[Data entries]
^^^^^^^^^^^^^^^^
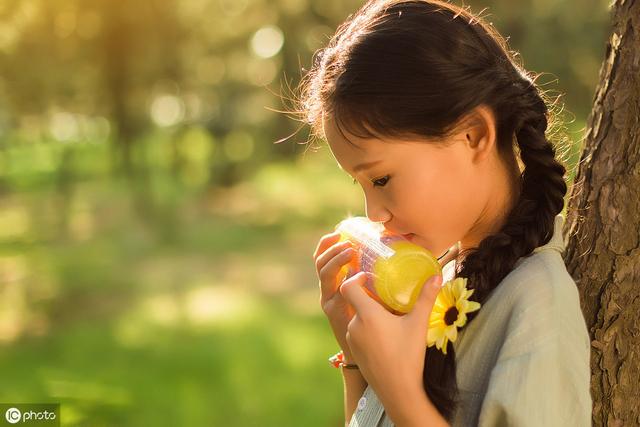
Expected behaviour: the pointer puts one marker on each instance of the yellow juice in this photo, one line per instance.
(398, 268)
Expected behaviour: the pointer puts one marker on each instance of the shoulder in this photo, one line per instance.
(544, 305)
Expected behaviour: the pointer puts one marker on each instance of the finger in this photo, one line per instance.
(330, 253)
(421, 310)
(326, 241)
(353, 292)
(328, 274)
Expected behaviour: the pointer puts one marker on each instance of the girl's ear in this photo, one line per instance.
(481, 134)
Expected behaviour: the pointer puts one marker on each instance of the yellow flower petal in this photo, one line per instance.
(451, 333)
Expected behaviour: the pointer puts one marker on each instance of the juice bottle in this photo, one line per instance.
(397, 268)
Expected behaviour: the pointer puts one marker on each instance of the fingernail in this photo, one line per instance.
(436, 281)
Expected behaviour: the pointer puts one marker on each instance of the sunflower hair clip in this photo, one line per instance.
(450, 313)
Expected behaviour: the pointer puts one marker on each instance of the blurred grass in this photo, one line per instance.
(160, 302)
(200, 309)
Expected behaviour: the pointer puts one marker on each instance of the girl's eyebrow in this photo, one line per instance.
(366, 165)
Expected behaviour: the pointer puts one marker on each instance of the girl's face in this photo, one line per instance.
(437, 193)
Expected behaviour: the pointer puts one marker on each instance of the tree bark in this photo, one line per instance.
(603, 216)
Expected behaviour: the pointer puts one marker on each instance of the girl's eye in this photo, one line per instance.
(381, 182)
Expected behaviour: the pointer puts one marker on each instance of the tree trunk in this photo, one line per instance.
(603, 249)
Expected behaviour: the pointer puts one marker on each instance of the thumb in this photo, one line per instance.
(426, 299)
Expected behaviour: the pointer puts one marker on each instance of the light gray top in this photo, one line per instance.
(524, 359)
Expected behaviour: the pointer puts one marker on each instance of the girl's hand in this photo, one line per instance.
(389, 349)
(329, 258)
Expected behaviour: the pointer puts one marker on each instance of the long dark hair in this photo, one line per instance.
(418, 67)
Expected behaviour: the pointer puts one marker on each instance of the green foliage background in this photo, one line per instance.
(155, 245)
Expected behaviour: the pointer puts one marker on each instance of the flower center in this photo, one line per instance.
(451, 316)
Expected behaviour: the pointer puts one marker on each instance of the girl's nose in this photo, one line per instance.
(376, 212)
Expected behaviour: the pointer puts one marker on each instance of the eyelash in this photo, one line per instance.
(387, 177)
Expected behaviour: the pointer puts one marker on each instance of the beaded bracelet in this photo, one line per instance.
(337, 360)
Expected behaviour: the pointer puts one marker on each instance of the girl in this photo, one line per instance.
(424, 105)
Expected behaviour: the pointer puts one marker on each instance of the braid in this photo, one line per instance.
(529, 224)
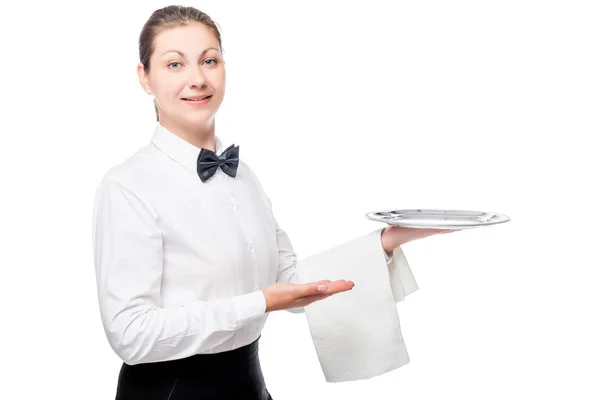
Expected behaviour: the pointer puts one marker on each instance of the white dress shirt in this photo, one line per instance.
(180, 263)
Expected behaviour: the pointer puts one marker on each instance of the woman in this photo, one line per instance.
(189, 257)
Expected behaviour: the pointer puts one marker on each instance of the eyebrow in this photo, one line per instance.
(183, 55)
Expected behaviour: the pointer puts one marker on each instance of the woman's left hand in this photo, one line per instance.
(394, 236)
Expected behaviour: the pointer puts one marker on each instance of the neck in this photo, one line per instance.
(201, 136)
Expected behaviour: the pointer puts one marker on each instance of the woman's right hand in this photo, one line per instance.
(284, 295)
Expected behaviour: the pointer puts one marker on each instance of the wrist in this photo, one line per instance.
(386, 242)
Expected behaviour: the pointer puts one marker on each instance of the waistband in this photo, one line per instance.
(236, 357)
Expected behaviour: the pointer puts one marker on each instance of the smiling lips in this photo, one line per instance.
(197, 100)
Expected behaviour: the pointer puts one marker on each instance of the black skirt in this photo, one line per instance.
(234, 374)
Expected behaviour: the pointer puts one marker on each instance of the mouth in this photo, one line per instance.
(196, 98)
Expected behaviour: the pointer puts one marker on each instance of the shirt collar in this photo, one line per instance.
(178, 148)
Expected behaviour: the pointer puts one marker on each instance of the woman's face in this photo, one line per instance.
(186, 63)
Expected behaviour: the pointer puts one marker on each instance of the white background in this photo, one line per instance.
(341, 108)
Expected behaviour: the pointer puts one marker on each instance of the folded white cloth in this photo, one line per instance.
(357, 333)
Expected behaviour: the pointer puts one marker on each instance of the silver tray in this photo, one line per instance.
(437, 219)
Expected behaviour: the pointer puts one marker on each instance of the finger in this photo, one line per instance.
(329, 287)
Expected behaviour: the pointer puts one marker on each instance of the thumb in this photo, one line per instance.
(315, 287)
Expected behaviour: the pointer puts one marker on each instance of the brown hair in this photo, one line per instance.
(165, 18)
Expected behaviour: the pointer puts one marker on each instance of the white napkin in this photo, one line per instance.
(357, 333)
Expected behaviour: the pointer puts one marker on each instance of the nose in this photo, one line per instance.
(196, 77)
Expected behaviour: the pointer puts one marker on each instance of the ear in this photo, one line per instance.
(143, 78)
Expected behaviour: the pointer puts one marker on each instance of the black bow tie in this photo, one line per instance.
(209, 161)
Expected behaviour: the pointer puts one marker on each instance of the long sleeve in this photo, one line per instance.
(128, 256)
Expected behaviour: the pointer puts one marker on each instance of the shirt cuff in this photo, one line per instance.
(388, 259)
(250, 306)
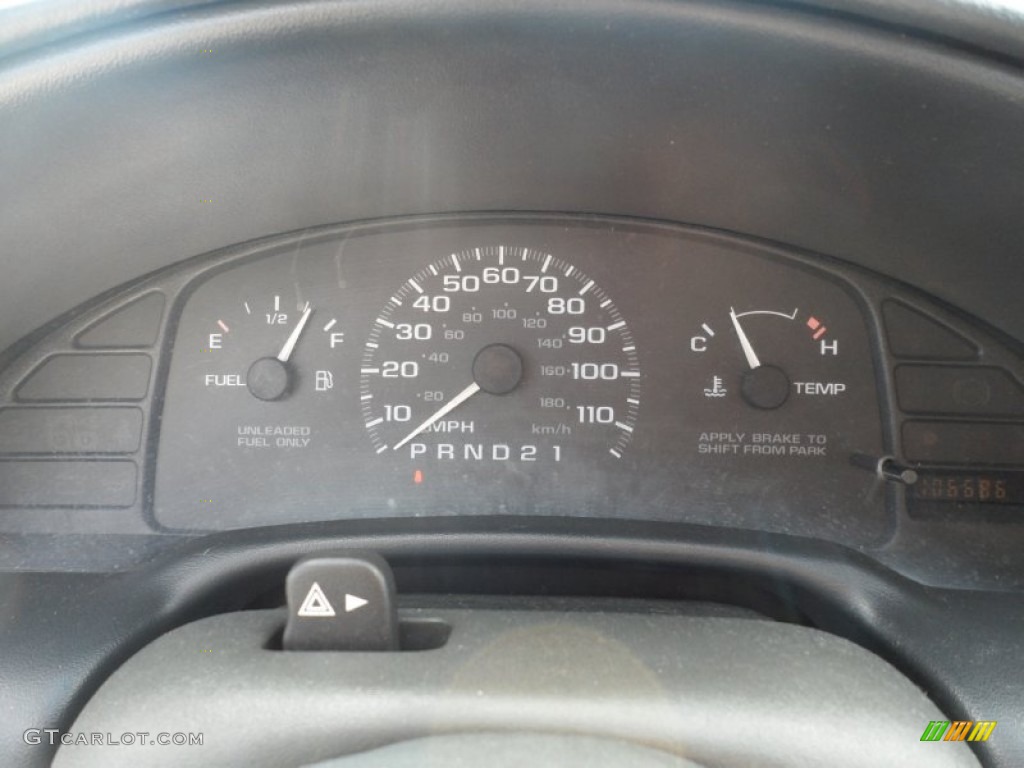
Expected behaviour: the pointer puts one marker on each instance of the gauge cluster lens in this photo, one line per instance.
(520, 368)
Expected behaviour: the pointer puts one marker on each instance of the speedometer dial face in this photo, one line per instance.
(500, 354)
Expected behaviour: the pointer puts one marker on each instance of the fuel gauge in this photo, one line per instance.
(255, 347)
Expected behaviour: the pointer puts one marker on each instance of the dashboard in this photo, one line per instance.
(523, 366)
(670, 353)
^^^^^^^^^^^^^^^^
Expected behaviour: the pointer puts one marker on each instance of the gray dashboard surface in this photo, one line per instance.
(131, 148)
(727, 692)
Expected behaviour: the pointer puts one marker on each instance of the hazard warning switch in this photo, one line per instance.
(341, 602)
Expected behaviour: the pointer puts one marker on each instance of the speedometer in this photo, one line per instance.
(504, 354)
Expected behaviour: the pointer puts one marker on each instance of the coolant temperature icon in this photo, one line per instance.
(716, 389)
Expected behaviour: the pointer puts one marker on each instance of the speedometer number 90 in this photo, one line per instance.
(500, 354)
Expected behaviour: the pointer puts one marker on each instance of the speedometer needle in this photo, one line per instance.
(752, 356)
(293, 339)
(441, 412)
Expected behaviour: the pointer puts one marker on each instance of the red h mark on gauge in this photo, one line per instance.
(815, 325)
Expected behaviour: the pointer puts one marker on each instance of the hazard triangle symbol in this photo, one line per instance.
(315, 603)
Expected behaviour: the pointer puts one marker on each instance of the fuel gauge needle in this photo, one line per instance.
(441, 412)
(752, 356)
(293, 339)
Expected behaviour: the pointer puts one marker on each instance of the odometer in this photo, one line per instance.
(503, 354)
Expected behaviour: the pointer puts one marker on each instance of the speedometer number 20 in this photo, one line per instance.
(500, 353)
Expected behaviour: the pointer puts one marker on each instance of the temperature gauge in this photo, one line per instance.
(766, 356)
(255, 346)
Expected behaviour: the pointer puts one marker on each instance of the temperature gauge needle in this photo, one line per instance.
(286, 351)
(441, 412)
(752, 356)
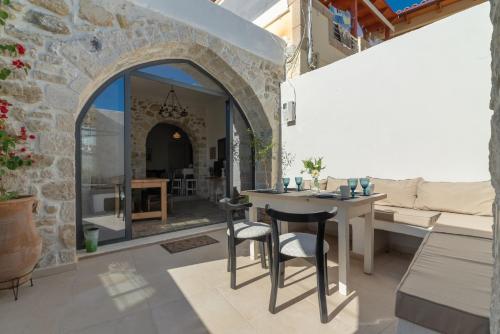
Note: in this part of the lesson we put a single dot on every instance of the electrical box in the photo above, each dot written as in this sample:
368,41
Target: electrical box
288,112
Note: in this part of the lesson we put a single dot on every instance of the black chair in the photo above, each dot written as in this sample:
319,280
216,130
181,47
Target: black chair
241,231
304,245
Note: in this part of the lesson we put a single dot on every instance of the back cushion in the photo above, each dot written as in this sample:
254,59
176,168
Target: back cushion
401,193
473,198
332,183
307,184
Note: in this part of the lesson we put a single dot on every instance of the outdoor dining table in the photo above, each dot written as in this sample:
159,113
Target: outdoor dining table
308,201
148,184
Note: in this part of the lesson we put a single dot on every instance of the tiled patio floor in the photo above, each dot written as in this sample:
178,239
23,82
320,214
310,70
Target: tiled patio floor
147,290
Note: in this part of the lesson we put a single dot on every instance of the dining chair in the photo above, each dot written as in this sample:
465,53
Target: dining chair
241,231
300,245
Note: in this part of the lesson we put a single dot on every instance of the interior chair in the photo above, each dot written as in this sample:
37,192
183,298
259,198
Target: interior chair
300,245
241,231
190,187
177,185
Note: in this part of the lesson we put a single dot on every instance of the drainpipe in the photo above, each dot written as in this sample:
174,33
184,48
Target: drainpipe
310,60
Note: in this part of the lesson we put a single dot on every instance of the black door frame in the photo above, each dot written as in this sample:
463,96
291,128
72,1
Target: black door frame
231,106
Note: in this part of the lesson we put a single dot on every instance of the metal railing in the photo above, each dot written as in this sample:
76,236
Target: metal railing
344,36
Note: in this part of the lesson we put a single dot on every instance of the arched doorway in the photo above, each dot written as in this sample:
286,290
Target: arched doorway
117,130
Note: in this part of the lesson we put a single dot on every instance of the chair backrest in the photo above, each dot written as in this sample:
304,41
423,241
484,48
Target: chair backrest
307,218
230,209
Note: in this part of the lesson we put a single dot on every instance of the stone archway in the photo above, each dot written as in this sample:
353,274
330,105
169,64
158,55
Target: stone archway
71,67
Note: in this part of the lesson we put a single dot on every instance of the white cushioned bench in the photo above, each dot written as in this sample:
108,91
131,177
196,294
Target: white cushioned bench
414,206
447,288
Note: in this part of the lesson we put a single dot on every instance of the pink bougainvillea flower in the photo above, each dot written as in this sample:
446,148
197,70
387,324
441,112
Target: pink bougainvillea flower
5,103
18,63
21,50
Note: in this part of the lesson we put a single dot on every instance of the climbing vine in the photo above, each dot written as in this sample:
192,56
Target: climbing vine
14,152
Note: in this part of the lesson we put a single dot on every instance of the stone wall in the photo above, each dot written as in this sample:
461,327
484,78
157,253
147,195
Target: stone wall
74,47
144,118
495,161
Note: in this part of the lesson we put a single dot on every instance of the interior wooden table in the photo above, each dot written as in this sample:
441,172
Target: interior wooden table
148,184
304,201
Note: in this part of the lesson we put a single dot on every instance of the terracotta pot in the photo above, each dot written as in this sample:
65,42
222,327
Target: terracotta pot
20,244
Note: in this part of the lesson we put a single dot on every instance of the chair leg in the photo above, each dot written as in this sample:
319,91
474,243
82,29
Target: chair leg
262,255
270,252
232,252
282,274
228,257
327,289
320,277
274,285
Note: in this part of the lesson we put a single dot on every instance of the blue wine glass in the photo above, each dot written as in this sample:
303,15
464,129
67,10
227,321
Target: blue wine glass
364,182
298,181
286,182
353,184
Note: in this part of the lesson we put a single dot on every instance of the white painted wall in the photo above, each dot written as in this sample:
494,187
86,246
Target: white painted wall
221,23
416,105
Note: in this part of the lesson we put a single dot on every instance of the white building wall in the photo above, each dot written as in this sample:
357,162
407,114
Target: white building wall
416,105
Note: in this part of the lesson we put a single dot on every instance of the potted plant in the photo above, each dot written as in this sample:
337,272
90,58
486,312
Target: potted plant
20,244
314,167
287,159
^^^^^^^^^^^^^^^^
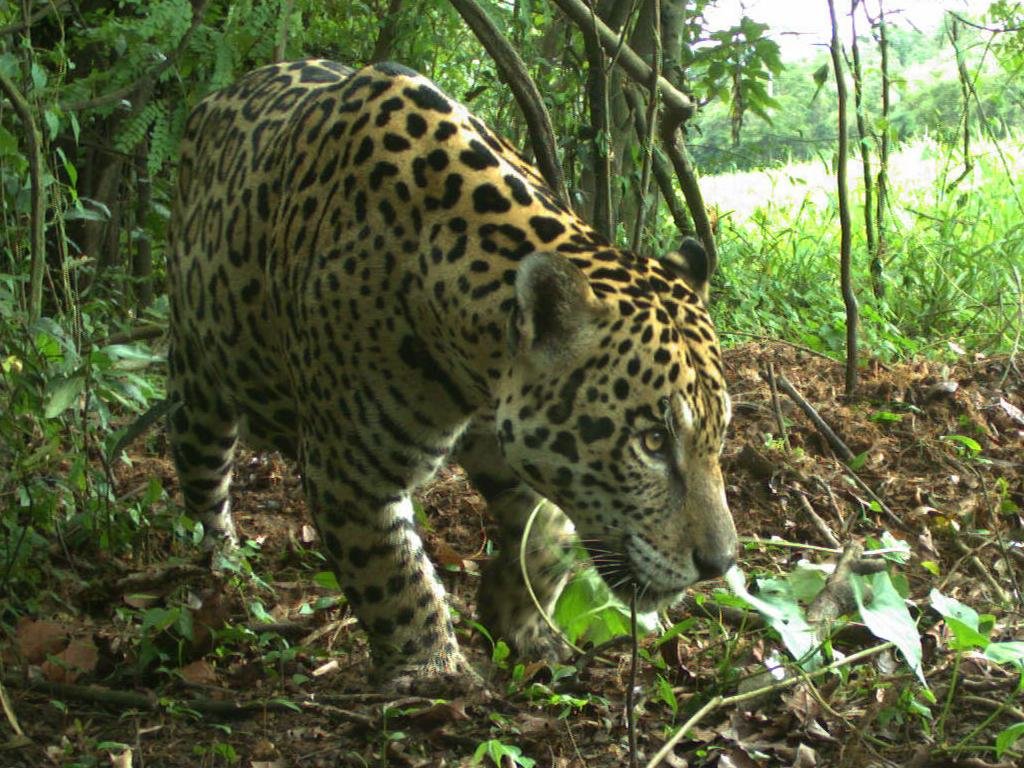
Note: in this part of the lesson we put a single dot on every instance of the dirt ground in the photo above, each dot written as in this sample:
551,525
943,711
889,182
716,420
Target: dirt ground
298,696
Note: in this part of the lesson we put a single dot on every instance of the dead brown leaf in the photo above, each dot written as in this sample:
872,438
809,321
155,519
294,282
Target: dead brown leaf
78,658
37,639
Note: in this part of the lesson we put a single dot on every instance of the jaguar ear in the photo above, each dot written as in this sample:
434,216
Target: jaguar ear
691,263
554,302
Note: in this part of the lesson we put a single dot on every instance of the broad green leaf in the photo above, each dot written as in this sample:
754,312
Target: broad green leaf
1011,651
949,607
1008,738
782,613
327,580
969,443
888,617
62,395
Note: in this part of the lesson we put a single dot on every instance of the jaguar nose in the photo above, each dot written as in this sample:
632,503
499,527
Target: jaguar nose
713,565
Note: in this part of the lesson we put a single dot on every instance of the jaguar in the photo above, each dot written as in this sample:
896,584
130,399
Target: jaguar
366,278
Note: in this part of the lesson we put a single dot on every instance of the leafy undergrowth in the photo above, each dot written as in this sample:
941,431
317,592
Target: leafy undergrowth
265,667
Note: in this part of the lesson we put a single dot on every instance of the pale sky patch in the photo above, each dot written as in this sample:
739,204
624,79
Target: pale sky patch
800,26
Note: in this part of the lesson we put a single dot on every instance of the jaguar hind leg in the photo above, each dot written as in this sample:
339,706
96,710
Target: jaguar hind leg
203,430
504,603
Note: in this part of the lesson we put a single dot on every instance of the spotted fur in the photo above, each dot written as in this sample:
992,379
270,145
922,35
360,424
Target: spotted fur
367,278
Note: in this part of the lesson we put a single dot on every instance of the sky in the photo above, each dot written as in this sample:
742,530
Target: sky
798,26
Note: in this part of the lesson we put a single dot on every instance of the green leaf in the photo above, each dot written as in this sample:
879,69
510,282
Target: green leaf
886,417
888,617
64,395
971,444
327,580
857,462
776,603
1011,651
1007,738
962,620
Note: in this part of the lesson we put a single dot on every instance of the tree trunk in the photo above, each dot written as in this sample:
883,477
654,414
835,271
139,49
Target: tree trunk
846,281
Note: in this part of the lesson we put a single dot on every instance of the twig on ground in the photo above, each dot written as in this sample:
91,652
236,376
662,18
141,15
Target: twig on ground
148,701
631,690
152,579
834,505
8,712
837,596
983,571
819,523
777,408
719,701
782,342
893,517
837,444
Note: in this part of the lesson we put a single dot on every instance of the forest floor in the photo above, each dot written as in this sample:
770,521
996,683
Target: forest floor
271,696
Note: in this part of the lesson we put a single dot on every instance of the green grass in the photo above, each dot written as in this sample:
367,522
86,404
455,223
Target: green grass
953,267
^^^^^^^^^^^^^^^^
* **The task**:
Select every line of the data above that contains the string "painted", and copy each one in full. Treat the match as case-sensitive.

* **Output for this task**:
Note: in this part of the lesson we put a single dot on every instance of the white painted wall in the photo above, each dot written as in this sample:
Target: white painted wall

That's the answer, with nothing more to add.